* [SET EXERCISE]: Please copy every one of the records below, line for line, with no changes.

* [Point labels for objects]:
★ ★ ★ ★ ★ ★ ★
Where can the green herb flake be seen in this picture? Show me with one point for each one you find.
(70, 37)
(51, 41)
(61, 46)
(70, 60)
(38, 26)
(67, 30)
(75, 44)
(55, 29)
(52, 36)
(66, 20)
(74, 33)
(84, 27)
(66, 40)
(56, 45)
★ ★ ★ ★ ★ ★ ★
* [RESPONSE TO THE EXERCISE]:
Where can the green herb flake be seen in this picture? Show me with one point for each one you find.
(70, 37)
(51, 41)
(61, 46)
(70, 60)
(38, 26)
(67, 30)
(75, 44)
(55, 29)
(52, 36)
(66, 20)
(74, 33)
(84, 27)
(66, 40)
(56, 45)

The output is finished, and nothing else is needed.